Excerpt provided:
Re: [PATCH] x86-64: Add sinf with FMA

On Mon, 4 Dec 2017, H.J. Lu wrote:

> Is
> (*__errno_location ()) = xxx

If anything I'd expect a direct TLS initial-exec access to errno to be 

> faster?  On x86-64, there should be no call to __floor.

The x86_64 __floor inline in math_private.h is only when compiling glibc 
for SSE4.1 or later.

The case of inlining floor / __floor and related functions for x86_64 
without SSE4.1 is tricky.  Supposing we had appropriate asm redirects to 
allow libm to call floor / ceil / trunc etc. directly so the compiler 
could inline them but __* are still called if not inlined, the default 
SSE2 inlines would come into play.  But those inlines are slower on SSE4.1 
hardware than an out-of-line call to the floor / ceil / trunc IFUNC, so if 
you're building a generic SSE2 glibc that may well be used on SSE4.1 
hardware, you may wish either to avoid those inlines or, if there is a 
significant performance difference in benchmarks, have an SSE4.1 IFUNC of 
the calling function using floor (or __floor, with the present inline).

The expf etc. set of optimized float functions have several different 
choices of how conversions to integer are handled, which may be configured 
by an architecture.  That may make sense in other cases as well.

Joseph S. Myers

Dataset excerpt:
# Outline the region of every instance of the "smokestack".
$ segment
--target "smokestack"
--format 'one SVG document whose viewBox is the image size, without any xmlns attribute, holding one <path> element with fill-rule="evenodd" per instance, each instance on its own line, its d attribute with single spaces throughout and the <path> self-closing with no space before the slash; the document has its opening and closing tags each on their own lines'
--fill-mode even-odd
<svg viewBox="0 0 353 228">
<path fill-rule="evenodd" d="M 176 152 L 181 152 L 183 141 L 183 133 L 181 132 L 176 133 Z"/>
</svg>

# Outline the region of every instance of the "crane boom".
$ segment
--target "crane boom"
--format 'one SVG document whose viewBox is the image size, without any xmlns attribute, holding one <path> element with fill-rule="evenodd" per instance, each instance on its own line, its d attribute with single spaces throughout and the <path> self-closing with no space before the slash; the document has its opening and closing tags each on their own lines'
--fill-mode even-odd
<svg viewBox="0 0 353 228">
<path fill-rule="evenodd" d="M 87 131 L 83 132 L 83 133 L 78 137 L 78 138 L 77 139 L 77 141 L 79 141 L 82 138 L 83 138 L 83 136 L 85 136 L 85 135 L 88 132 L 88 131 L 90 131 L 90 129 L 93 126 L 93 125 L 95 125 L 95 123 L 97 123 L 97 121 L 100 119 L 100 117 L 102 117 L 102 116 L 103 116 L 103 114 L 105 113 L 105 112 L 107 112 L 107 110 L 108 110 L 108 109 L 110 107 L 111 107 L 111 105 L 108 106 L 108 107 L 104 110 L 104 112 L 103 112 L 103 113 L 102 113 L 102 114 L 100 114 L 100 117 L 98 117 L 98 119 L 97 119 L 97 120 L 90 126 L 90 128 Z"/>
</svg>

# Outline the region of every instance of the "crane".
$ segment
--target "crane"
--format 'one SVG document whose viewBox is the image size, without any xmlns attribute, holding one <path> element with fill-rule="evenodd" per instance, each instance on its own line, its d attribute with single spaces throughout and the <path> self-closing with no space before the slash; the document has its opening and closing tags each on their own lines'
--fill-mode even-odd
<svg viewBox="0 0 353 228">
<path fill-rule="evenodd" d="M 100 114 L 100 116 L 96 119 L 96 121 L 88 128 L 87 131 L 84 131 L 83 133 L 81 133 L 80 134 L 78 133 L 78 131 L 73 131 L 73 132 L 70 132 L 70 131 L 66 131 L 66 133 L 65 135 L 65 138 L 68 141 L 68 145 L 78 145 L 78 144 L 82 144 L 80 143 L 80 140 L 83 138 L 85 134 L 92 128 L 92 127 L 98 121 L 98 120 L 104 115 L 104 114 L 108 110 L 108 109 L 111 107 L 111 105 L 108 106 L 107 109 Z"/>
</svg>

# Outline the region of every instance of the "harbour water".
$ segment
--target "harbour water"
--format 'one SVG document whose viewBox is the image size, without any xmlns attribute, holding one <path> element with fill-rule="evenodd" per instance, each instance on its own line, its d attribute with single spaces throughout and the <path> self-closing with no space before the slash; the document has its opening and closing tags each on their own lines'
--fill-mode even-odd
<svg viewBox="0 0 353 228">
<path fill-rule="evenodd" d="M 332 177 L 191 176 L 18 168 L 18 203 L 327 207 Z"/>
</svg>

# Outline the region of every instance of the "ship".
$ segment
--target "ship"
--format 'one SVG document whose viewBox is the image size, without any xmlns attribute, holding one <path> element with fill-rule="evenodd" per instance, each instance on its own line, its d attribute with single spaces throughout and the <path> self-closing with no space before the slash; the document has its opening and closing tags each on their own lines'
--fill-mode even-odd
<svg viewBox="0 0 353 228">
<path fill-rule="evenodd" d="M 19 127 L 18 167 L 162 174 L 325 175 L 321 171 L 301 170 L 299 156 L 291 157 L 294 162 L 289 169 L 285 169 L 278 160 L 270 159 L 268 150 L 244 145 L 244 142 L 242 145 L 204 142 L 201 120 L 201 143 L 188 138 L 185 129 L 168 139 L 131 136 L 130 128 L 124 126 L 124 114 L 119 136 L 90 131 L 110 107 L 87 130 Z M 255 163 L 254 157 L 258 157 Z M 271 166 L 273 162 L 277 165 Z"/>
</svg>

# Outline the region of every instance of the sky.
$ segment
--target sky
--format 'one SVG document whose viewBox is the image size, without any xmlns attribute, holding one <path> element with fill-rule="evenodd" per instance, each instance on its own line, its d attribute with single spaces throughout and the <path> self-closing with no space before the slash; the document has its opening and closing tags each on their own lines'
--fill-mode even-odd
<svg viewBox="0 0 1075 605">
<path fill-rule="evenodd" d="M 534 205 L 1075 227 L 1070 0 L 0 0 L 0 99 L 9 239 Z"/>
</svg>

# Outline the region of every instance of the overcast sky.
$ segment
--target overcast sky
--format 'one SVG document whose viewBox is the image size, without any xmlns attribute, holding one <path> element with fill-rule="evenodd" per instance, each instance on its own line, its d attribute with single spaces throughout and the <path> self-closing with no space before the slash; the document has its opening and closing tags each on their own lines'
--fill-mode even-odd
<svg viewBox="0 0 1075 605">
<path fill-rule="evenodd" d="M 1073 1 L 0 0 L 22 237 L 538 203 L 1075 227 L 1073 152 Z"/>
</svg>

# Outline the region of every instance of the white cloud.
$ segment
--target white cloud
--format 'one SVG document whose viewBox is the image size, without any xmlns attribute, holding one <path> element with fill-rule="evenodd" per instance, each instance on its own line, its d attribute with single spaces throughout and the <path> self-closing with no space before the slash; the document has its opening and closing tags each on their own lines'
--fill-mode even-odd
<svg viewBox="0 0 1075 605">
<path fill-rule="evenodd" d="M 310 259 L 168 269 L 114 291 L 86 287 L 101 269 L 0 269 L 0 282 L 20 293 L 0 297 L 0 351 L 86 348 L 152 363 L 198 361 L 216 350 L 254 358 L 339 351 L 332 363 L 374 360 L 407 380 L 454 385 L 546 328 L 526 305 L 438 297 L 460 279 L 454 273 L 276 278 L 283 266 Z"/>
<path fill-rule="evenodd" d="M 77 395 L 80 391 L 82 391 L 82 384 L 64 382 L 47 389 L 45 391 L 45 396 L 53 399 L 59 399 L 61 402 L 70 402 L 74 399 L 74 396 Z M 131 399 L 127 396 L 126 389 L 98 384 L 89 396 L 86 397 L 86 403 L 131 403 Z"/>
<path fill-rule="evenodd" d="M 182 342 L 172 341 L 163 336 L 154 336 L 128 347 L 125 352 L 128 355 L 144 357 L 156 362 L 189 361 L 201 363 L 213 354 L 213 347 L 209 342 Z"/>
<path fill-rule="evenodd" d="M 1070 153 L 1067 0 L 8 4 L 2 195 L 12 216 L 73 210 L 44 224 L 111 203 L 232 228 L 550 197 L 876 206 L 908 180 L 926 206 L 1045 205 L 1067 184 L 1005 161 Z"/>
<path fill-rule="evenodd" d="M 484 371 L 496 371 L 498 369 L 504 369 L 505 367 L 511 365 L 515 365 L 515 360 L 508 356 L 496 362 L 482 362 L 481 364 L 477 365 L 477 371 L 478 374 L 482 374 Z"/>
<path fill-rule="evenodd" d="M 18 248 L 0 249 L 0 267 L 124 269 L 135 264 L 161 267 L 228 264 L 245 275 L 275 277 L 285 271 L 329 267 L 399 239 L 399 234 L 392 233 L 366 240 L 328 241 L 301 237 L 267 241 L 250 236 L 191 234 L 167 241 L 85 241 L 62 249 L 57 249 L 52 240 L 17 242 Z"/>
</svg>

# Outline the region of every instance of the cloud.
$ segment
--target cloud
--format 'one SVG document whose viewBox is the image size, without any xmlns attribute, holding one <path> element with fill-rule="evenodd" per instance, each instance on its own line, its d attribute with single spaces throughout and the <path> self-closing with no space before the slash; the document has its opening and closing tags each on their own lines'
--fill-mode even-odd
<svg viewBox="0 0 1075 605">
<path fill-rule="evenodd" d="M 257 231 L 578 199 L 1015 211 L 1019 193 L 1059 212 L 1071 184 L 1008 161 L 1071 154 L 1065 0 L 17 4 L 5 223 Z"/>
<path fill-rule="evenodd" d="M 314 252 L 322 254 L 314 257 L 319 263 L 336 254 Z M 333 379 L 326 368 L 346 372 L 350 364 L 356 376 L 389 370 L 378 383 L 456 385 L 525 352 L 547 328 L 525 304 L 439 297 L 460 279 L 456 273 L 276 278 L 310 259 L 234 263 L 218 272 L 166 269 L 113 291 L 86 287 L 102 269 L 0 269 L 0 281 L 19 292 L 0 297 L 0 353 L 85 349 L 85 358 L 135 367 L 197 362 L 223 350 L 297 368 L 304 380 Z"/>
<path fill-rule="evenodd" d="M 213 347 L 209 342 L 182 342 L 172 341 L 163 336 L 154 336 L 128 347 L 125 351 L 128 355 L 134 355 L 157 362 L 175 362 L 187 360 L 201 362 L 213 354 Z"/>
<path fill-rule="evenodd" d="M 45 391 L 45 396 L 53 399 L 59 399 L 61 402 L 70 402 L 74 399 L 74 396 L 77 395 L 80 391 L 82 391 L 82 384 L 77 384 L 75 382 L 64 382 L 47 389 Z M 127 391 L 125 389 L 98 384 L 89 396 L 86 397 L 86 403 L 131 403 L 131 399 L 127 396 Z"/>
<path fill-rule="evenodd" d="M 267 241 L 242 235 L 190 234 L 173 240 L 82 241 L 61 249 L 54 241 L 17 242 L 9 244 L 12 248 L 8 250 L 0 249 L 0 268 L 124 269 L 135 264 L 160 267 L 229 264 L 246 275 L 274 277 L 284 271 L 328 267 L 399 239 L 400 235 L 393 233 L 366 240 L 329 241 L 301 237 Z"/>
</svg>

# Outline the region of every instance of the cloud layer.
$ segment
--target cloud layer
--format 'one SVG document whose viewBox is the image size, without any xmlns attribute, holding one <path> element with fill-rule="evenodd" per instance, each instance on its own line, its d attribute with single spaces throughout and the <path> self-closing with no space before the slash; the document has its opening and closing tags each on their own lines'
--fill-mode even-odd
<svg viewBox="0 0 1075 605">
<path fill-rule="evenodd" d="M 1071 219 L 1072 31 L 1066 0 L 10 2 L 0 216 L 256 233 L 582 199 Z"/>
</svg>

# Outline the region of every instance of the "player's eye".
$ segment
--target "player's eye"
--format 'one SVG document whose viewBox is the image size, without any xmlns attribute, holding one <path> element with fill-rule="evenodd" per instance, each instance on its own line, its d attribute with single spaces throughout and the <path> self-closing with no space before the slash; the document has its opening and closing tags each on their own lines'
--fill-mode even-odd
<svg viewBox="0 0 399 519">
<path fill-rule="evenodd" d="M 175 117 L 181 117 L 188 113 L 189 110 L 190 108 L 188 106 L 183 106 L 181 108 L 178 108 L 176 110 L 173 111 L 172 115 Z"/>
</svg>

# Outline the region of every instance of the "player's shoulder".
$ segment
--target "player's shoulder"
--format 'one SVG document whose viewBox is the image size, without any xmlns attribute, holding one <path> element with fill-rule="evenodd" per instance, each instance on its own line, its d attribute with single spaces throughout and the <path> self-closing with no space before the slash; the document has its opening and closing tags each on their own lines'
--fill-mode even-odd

Directives:
A - According to the reply on the x86-64 sinf patch, when does the x86_64 __floor inline in math_private.h apply?
B - In the records, turn the lines between the one holding "# Outline the region of every instance of the white" and the one holding "310 259 L 168", inclusive, into a numbered list, omitting any blank lines.
The records are unrelated to the text.

Task answers:
A - Only when compiling glibc for SSE4.1 or later.

B -
1. # Outline the region of every instance of the white cloud.
2. $ segment
3. --target white cloud
4. --format 'one SVG document whose viewBox is the image size, without any xmlns attribute, holding one <path> element with fill-rule="evenodd" per instance, each instance on its own line, its d attribute with single spaces throughout and the <path> self-closing with no space before the slash; the document has its opening and closing tags each on their own lines'
5. --fill-mode even-odd
6. <svg viewBox="0 0 1075 605">
7. <path fill-rule="evenodd" d="M 310 259 L 168 269 L 114 291 L 86 287 L 101 269 L 0 269 L 0 282 L 20 293 L 0 297 L 0 351 L 86 348 L 152 363 L 198 361 L 216 350 L 254 358 L 339 351 L 332 363 L 374 360 L 407 380 L 454 385 L 546 328 L 526 305 L 438 297 L 460 279 L 454 273 L 276 278 L 283 266 Z"/>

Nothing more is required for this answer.